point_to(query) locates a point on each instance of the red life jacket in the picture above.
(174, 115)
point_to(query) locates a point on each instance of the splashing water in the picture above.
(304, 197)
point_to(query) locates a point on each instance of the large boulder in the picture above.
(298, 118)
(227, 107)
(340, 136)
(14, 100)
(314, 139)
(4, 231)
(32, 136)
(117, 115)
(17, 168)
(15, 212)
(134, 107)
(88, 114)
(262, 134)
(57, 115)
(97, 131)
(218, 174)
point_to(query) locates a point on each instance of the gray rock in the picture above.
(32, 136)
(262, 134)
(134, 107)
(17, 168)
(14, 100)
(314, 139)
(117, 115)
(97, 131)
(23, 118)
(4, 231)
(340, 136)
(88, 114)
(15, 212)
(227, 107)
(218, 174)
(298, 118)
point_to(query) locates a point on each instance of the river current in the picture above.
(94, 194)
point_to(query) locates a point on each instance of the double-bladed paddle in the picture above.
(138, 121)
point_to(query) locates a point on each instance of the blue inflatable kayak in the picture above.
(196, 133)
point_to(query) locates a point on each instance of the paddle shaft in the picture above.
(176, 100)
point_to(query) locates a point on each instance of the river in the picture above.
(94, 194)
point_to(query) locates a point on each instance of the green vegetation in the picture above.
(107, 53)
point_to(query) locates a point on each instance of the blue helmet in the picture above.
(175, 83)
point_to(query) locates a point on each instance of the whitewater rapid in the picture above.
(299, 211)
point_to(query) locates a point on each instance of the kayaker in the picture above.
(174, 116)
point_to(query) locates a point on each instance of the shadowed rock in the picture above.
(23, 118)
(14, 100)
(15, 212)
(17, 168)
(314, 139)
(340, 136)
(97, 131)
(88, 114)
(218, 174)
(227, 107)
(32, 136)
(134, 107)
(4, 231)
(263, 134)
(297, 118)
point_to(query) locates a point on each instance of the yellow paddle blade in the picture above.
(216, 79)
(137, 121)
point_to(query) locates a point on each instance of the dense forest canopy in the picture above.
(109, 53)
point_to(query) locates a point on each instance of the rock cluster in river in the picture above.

Your instructions: Write out the listing once more, matching it exactly.

Solution to this task:
point_to(query) locates a point on each instance of the red life jacket in the picture above.
(174, 115)
point_to(query) locates a point on each instance of the splashing water in the picture above.
(304, 197)
point_to(query) locates a point on each instance of the large boulder in the picture above.
(298, 118)
(227, 107)
(340, 136)
(14, 100)
(314, 139)
(4, 231)
(32, 136)
(117, 115)
(17, 168)
(15, 212)
(134, 107)
(88, 114)
(262, 134)
(57, 115)
(97, 131)
(218, 174)
point_to(query) locates a point on each instance of the gray rock in the picture above.
(32, 136)
(262, 134)
(134, 107)
(17, 168)
(14, 100)
(314, 139)
(117, 115)
(97, 131)
(23, 118)
(4, 231)
(340, 136)
(88, 114)
(15, 212)
(227, 107)
(218, 174)
(298, 118)
point_to(query) locates a point on each instance of the river current in the picture above.
(94, 194)
point_to(query) locates a point on each instance of the double-bladed paddle in the picture above.
(138, 121)
point_to(query) locates a point on each instance of the blue inflatable kayak in the picture above.
(196, 133)
point_to(query) locates a point on each instance of the paddle shaft in the picture above.
(176, 100)
point_to(query) locates a point on each instance of the river in the picture above.
(94, 194)
point_to(query) locates a point on each instance of the green vegetation in the picture above.
(107, 53)
point_to(query) locates a point on each instance of the blue helmet in the picture above.
(175, 83)
point_to(query) locates a point on each instance of the whitewater rapid in the picture above.
(299, 211)
point_to(query) locates a point on each instance of the kayaker in the picture above.
(174, 116)
point_to(query) locates a point on each instance of the shadowed rock in the picture above.
(23, 118)
(14, 100)
(15, 212)
(17, 168)
(314, 139)
(340, 136)
(97, 131)
(88, 114)
(218, 174)
(227, 107)
(32, 136)
(134, 107)
(4, 231)
(263, 134)
(297, 118)
point_to(query) locates a point on each instance of the yellow paddle blade in the picture above.
(216, 79)
(137, 121)
point_to(query) locates a point on each instance of the dense forest canopy in the picture above.
(109, 53)
point_to(query) locates a point on each instance of the rock cluster in river in the picture above.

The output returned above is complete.